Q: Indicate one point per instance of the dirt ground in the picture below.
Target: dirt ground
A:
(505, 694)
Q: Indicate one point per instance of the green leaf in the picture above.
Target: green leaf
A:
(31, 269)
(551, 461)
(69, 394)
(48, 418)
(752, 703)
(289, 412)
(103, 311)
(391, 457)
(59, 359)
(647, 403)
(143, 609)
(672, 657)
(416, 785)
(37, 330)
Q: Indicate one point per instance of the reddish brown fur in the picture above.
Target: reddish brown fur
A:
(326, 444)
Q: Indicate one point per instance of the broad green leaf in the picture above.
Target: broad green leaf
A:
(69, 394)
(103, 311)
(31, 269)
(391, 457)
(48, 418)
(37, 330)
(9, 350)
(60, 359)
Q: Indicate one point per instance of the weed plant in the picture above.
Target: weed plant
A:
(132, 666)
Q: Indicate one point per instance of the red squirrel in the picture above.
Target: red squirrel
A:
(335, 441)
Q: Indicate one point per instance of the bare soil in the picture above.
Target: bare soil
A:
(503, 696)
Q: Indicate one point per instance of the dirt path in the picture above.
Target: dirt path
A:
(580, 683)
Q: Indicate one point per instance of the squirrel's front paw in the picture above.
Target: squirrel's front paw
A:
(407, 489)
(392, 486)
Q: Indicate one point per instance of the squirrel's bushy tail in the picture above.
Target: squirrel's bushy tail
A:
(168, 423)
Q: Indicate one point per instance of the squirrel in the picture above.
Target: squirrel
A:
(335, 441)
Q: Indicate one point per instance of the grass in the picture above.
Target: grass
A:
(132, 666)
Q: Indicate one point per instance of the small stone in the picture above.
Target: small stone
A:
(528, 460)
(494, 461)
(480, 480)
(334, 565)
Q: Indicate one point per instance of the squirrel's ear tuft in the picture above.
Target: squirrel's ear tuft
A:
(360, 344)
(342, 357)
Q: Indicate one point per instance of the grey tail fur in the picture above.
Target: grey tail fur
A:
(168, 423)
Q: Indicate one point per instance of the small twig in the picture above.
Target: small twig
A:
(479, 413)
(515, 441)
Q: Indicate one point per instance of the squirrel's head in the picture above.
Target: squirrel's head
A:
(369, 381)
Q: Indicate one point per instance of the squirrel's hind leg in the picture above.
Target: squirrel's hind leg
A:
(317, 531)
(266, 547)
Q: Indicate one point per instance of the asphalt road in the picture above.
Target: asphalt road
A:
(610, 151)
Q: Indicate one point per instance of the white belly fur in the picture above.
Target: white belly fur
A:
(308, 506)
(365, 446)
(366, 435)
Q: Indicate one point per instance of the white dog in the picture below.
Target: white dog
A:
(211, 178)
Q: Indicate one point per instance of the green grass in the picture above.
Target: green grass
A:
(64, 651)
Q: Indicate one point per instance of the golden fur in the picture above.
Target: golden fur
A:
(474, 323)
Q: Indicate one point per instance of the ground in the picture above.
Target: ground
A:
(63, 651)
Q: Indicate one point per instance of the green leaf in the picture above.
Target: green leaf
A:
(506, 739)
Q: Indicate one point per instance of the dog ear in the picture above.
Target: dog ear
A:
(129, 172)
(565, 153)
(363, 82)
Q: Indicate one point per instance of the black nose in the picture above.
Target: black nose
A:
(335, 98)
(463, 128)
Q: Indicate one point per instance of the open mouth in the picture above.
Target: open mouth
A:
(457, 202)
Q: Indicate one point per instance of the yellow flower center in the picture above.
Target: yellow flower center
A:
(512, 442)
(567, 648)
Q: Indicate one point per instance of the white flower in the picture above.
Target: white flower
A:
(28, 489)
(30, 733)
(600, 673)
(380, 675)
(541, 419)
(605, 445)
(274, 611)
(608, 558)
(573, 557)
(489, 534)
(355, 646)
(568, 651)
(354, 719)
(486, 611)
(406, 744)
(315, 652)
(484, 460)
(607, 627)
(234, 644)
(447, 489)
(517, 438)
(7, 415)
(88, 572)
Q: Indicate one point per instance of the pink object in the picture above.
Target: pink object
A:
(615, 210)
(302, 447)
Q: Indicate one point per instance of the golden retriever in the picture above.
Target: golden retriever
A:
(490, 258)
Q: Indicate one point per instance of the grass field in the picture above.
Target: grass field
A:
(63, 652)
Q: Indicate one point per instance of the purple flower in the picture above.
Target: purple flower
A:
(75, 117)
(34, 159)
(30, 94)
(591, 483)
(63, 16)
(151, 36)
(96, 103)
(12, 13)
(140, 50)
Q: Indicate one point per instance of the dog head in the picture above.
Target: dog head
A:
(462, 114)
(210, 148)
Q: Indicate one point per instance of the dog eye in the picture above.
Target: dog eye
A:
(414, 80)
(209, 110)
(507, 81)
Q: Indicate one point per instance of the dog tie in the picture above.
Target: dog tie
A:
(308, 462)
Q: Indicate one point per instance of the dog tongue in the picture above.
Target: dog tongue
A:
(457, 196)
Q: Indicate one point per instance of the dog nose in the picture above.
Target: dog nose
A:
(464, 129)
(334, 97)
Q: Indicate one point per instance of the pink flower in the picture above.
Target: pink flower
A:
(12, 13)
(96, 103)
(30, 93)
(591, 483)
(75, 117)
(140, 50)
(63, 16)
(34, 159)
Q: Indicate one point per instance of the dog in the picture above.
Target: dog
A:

==============================

Herhaal het volledige materiaal hierboven letterlijk, van de eerste tot de laatste regel.

Q: Indicate one point per instance of the dirt ground in the picture below.
Target: dirt ground
A:
(505, 694)
Q: Indicate one point per instance of the green leaf in the picture above.
Target: green leaf
A:
(31, 269)
(551, 461)
(69, 394)
(48, 418)
(752, 703)
(289, 412)
(103, 311)
(391, 457)
(59, 359)
(647, 403)
(143, 609)
(672, 657)
(416, 785)
(37, 330)
Q: Indicate one point per instance of the reddish brown fur in the picture above.
Target: reddish brown fur
A:
(326, 444)
Q: Indicate one point per instance of the broad green leaf in the picture above.
Target: broad green leaf
A:
(69, 394)
(103, 311)
(31, 269)
(391, 457)
(48, 418)
(37, 330)
(9, 350)
(60, 359)
Q: Indicate one point per instance of the weed plant in the picture above.
Target: weed plant
A:
(132, 666)
Q: Indicate one point per instance of the red squirrel in the picture above.
Target: red squirrel
A:
(335, 441)
Q: Indicate one point per instance of the bare soil in the picture above.
Target: bare soil
A:
(503, 696)
Q: Indicate one point per instance of the dirt path in the picture above.
Target: dirt path
A:
(580, 683)
Q: Indicate one point per instance of the squirrel's front paw in the picture above.
Target: squirrel's front paw
A:
(407, 489)
(392, 486)
Q: Indicate one point per instance of the squirrel's bushy tail in the picture above.
Target: squirrel's bushy tail
A:
(168, 423)
Q: Indicate one point per instance of the squirrel in the picture above.
Target: squirrel
A:
(335, 441)
Q: Indicate one point per instance of the grass in the picture above.
Target: grass
A:
(132, 666)
Q: Indicate one point per instance of the small stone in the picture above.
Target: small stone
A:
(528, 460)
(494, 461)
(480, 480)
(334, 565)
Q: Indicate one point per instance of the squirrel's ear tuft in the picture above.
Target: squirrel's ear tuft
A:
(360, 344)
(342, 357)
Q: Indicate one point per instance of the grey tail fur in the picture above.
Target: grey tail fur
A:
(168, 423)
Q: Indicate one point per instance of the small twig in the picture above.
Target: small twig
A:
(479, 413)
(515, 441)
Q: Indicate one point per instance of the squirrel's head in the picture above.
Target: squirrel's head
A:
(369, 381)
Q: Indicate one point per instance of the squirrel's hind leg in the picture above.
Target: squirrel's hind leg
A:
(317, 531)
(266, 547)
Q: Indicate one point per instance of the asphalt road in the picture above.
Target: asphalt road
A:
(610, 151)
Q: Indicate one point per instance of the white belly fur in the picture above.
Target: white belly fur
A:
(308, 506)
(365, 446)
(366, 435)
Q: Indicate one point per instance of the white dog in the picture below.
Target: white dog
A:
(211, 178)
Q: Indicate one point per instance of the green grass in the picture above.
Target: green grass
A:
(64, 651)
Q: Indicate one point per instance of the golden fur in the picture above.
Target: golden fur
A:
(474, 323)
Q: Indicate one point per instance of the ground in the picture above.
Target: ground
A:
(63, 651)
Q: Indicate one point per instance of the green leaf in the picture above.
Target: green leaf
A:
(506, 739)
Q: Indicate one point per instance of the dog ear in the picture above.
Target: dog ear
A:
(129, 172)
(565, 153)
(363, 82)
Q: Indicate one point per instance of the black nose in the picture above.
Target: black nose
A:
(335, 98)
(463, 128)
Q: Indicate one point per instance of the open mouth in the picture above.
Target: open mouth
A:
(457, 202)
Q: Indicate one point per instance of the yellow flower center in the picture above.
Target: yellow flower center
A:
(512, 442)
(567, 648)
Q: Indicate one point per instance of the white flower in the picture above.
Target: white flower
A:
(28, 489)
(30, 733)
(600, 673)
(380, 675)
(541, 419)
(605, 445)
(274, 611)
(608, 558)
(573, 557)
(489, 534)
(355, 646)
(568, 651)
(354, 719)
(486, 611)
(406, 744)
(315, 652)
(484, 460)
(607, 627)
(234, 644)
(447, 489)
(517, 438)
(7, 415)
(88, 572)
Q: Indicate one point per instance of the pink object in the picture above.
Target: pink object
A:
(615, 210)
(302, 447)
Q: Indicate one point per instance of the golden retriever in the picture above.
Target: golden retriever
A:
(490, 258)
Q: Indicate one point per instance of the grass field in the picture above.
Target: grass field
A:
(63, 652)
Q: Indicate one point per instance of the purple flower in the picture above.
Target: purple flower
A:
(75, 117)
(34, 159)
(30, 94)
(591, 483)
(63, 16)
(151, 36)
(96, 103)
(12, 13)
(140, 50)
Q: Indicate one point per instance of the dog head in the picture above.
Target: dog head
A:
(462, 114)
(210, 148)
Q: Indicate one point per instance of the dog eye in the picture above.
Target: dog eye
A:
(414, 80)
(209, 110)
(507, 81)
Q: Indicate one point per instance of the dog tie in the picture above.
Target: dog tie
A:
(308, 462)
Q: Indicate one point per instance of the dog tongue in the picture above.
Target: dog tongue
A:
(457, 196)
Q: Indicate one point per instance of the dog nose in the picture above.
Target: dog nose
A:
(464, 129)
(334, 97)
Q: Indicate one point per instance of the pink flower in the picture above.
Target: pink flower
A:
(12, 13)
(96, 103)
(30, 93)
(591, 483)
(75, 117)
(140, 50)
(63, 16)
(34, 159)
Q: Indicate one point per instance of the dog in the picture above.
Target: dog
A:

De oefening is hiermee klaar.